Task objective: Count the lines in the material below that contain the word "Target", and reply with only that number.
* START *
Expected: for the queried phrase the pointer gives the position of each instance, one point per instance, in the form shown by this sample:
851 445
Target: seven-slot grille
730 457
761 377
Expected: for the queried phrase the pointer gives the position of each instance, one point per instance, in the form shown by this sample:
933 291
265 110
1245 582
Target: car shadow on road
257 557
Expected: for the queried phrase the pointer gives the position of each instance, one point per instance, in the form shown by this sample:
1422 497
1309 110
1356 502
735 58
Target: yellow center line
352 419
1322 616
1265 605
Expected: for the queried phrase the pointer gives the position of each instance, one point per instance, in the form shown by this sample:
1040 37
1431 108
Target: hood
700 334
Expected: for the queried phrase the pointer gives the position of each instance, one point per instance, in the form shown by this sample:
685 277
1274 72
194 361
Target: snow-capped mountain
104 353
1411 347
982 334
* END *
* START *
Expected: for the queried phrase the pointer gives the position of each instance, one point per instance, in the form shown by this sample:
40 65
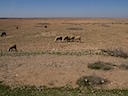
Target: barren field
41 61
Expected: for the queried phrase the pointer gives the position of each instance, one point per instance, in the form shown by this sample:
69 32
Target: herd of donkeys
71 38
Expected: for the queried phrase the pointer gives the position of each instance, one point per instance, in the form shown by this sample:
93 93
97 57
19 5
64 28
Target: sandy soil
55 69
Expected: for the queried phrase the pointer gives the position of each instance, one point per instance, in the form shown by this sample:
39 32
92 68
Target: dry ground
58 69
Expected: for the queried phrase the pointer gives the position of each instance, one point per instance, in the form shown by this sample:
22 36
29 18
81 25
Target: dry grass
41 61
* END *
Result of this exercise: 10